## Data supplied
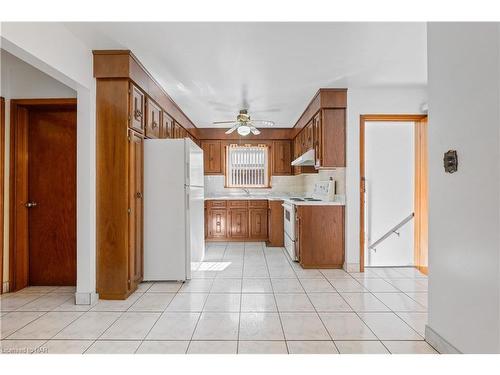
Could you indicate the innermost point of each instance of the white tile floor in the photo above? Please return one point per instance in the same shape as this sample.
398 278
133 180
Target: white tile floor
244 298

## Given instruction
Transcribe each row above word for word, leaving out the pictures.

## Exercise result
Could you indicate the innermost point of each instance of the white tile floor in the photo above? Please return one point per instance in the same shape as this sample.
398 278
133 180
Target: white tile floor
244 298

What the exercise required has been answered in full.